## WHAT IS BEING ASKED
Give the items below as a numbered list, leaving out any blank lines. Leave the pictures out of your answer.

___ SUPPLIED RECORDS

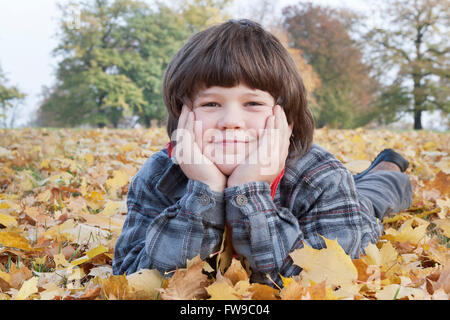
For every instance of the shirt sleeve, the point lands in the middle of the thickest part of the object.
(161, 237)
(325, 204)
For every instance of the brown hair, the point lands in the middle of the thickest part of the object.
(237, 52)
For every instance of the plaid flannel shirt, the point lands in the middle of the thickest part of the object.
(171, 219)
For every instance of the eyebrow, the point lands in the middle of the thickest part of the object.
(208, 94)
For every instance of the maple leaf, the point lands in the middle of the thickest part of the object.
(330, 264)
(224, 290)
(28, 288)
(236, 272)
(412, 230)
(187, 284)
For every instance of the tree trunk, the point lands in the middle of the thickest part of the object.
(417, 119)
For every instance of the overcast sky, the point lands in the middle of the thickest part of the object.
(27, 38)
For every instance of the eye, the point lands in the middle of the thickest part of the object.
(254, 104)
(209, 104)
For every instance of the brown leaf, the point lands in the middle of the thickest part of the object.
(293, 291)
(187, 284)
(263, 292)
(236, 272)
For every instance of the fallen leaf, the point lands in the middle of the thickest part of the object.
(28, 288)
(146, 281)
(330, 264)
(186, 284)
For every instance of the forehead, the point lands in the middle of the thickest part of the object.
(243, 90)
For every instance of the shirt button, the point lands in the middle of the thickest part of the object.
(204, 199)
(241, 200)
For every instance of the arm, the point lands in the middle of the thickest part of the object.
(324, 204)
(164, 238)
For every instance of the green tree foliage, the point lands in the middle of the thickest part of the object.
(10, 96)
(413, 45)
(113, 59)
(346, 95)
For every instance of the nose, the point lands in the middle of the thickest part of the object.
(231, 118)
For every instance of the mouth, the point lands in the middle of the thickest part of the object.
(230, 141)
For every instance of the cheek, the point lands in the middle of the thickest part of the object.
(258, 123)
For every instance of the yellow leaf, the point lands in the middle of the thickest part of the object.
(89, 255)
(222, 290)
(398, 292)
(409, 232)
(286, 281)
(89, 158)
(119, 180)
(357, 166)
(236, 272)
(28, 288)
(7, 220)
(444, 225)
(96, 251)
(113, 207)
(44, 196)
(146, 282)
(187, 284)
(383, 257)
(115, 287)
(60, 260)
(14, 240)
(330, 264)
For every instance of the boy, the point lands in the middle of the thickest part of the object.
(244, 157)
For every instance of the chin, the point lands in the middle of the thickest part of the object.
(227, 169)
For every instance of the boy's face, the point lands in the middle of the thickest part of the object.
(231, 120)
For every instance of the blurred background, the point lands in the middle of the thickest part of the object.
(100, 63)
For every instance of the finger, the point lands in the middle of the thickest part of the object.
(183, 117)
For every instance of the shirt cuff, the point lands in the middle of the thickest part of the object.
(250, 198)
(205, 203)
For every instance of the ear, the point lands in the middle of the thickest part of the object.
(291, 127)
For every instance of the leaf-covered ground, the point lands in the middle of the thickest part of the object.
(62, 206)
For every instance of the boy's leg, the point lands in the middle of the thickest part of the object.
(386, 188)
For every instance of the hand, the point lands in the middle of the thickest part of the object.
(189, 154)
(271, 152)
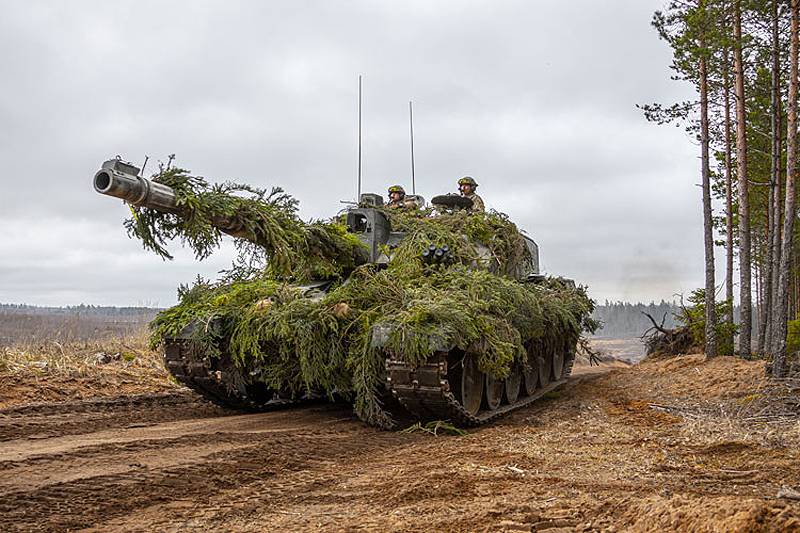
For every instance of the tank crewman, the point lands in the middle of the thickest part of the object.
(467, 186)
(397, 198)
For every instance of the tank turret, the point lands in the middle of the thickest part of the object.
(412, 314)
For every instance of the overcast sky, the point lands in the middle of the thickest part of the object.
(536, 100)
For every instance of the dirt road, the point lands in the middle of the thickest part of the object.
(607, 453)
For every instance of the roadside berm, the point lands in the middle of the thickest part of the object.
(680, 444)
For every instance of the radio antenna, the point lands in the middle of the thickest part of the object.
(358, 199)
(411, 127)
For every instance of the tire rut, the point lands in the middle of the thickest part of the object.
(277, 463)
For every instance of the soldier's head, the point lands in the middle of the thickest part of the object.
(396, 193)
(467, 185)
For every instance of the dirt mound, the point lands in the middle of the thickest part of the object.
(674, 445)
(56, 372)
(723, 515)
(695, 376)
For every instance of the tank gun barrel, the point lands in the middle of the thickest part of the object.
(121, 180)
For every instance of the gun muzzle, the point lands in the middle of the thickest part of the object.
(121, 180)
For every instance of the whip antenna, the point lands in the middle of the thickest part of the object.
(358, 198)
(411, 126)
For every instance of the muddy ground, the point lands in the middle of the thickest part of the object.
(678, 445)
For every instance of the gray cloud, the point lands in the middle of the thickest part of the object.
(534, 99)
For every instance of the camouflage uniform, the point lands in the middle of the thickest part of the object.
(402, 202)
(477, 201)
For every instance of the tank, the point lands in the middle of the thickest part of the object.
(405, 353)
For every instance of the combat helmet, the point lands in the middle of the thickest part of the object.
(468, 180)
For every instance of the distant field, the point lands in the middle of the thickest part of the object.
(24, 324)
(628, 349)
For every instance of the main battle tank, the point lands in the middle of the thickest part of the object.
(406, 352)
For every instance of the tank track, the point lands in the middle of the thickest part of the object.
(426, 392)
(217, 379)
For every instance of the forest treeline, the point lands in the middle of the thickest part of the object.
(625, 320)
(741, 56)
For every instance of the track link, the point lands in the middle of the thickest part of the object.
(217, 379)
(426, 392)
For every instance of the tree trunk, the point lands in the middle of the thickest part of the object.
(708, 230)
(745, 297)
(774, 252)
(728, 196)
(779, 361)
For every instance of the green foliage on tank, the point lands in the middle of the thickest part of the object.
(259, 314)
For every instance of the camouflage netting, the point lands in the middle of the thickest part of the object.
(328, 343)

______

## WRITTEN ANSWER
1. For every instance of the shirt sleeve, the point lands in the middle of the thickest part of the object.
2. (161, 237)
3. (325, 204)
4. For every instance of the brown hair, the point lands in the middle of the thickest part of the object.
5. (237, 52)
6. For every instance of the plaid flannel shirt, the point lands in the middle of the thickest part of the object.
7. (171, 219)
8. For every instance of the eyebrow, the point lands in the middle of the thickest part of the object.
9. (208, 94)
10. For every instance of the maple leaf, the point lands in the middle of the thickest part of the object.
11. (330, 264)
12. (224, 290)
13. (28, 288)
14. (236, 272)
15. (412, 230)
16. (187, 284)
17. For every instance of the tree trunk, the point lands in the middle of the thickest part of the object.
18. (417, 119)
19. For every instance of the overcast sky, the point lands in the middle of the thickest part of the object.
20. (27, 38)
21. For every instance of the eye, the point lands in the middle of the thickest part of the object.
22. (254, 104)
23. (209, 104)
24. For every instance of the brown leaf, the point lands in the middle of the thickest part of the object.
25. (293, 291)
26. (187, 284)
27. (263, 292)
28. (236, 272)
29. For every instance of the fallen leaf, the point lands in the middle of the thickest part of the object.
30. (28, 288)
31. (146, 281)
32. (330, 264)
33. (186, 284)
34. For every instance of the forehead, the point lands in the middle of the thickest part of the object.
35. (243, 90)
36. For every instance of the shirt button, the point lands in the middle of the thickest part of the object.
37. (204, 199)
38. (241, 200)
39. For every instance of the arm, the point lands in the middle of the thickest part of the object.
40. (324, 204)
41. (164, 238)
42. For every instance of the green tree foliage, the point lands in the middle of the thickest part of the object.
43. (10, 96)
44. (413, 45)
45. (113, 59)
46. (346, 95)
47. For every instance of the nose, the point lands in the middle of the thickest part of the object.
48. (231, 118)
49. For every instance of the mouth, the point lands in the middle of the thickest part of the object.
50. (230, 141)
51. For every instance of the cheek, the point lands in the middle of the thickest part of the object.
52. (258, 123)
53. For every instance of the yellow leaf, the point lands in the middle of the thickest part of the object.
54. (89, 255)
55. (222, 290)
56. (398, 292)
57. (409, 232)
58. (286, 281)
59. (89, 158)
60. (119, 180)
61. (357, 166)
62. (236, 272)
63. (28, 288)
64. (7, 220)
65. (444, 225)
66. (96, 251)
67. (113, 207)
68. (44, 196)
69. (146, 282)
70. (187, 284)
71. (383, 257)
72. (115, 287)
73. (60, 260)
74. (14, 240)
75. (330, 264)
76. For every instance of the boy, the point lands in the middle of the thickest part of the object.
77. (244, 157)
78. For every instance of the chin, the point lands in the middle of the thickest part of the object.
79. (227, 169)
80. For every instance of the boy's face, the point lands in the middle of the thickest part of the object.
81. (231, 120)
82. For every instance of the blurred background, the point lands in the middle of the thickest part of the object.
83. (100, 63)
84. For every instance of the finger, the point lands in the middle of the thickest part of the object.
85. (183, 117)
86. For every instance of the shirt cuff, the point lands in the middle of the thickest part of the object.
87. (250, 198)
88. (205, 203)
89. For every instance of the ear, the point lands in the middle of the thickest part of the object.
90. (291, 127)
91. For every instance of the leaf-covered ground, the point lands in the middle of the thickest part of the object.
92. (62, 206)
93. For every instance of the boy's leg, the point lands in the middle of the thickest part of the object.
94. (386, 188)
95. For every instance of the hand, the point lands in the middle of the thickest part of the object.
96. (189, 154)
97. (271, 152)
98. For every instance of the tank crewman, the point lands in the middle of the thickest part of the object.
99. (467, 186)
100. (397, 198)
101. For every instance of the tank turret, the point lands in the middle of the thickest part of the object.
102. (412, 314)
103. For every instance of the overcast sky, the point lands in the middle of the thickest part of the object.
104. (536, 100)
105. For every instance of the dirt road, the point lands in the middle of the thickest part of the object.
106. (607, 453)
107. For every instance of the roadside berm, the point lands in the middle of the thickest part of the object.
108. (680, 444)
109. For every instance of the radio antenna, the point lands in the middle of the thickest part of the object.
110. (358, 199)
111. (411, 127)
112. For every instance of the tire rut, the point lands in the middle of the thickest part of the object.
113. (277, 463)
114. For every instance of the soldier's head, the point lands in the middle of the thickest part of the object.
115. (396, 193)
116. (467, 185)
117. For every instance of the dirt mound, the point lands in the middle of the thickest part of the object.
118. (674, 445)
119. (56, 372)
120. (723, 515)
121. (695, 376)
122. For every instance of the tank gun barrel, the point lands in the middle of the thickest part of the object.
123. (121, 180)
124. For every instance of the gun muzzle, the point lands in the middle of the thickest part of the object.
125. (121, 180)
126. For every instance of the whip antenna, the point lands in the middle of the thickest part of the object.
127. (358, 198)
128. (411, 126)
129. For every instance of the muddy ground, the point lands in the middle of the thickest part of the object.
130. (678, 445)
131. For every instance of the gray cloud, the point lands in the middle of the thickest part of the object.
132. (534, 99)
133. For every instance of the camouflage uniform, the point lands in the middle of the thickest part of the object.
134. (402, 202)
135. (477, 201)
136. For every instance of the tank, the point lands in the middle of the thickest part of the object.
137. (405, 353)
138. For every instance of the combat helmet, the point lands in the middle of the thickest part of the object.
139. (468, 180)
140. For every instance of the distant field, the point lands in the middle of the thickest part of the object.
141. (24, 324)
142. (628, 349)
143. For every instance of the main battle tank, the point lands in the middle of the thickest part of the object.
144. (406, 352)
145. For every instance of the tank track, the point lands in the middle of the thickest part of the object.
146. (426, 392)
147. (217, 379)
148. For every instance of the forest treeline, the point lands in the middle of the thickest part of the object.
149. (625, 320)
150. (741, 56)
151. For every instance of the track link, the point lands in the middle of the thickest part of the object.
152. (217, 379)
153. (426, 392)
154. For every instance of the tree trunk, the point lands in the middle of the thickest part of the object.
155. (708, 230)
156. (745, 297)
157. (774, 252)
158. (728, 196)
159. (779, 361)
160. For every instance of the green foliage on tank, the point lands in the middle of the thickest part of the object.
161. (259, 314)
162. For every instance of the camouflage netting, the point lands in the middle of the thickest part of the object.
163. (328, 343)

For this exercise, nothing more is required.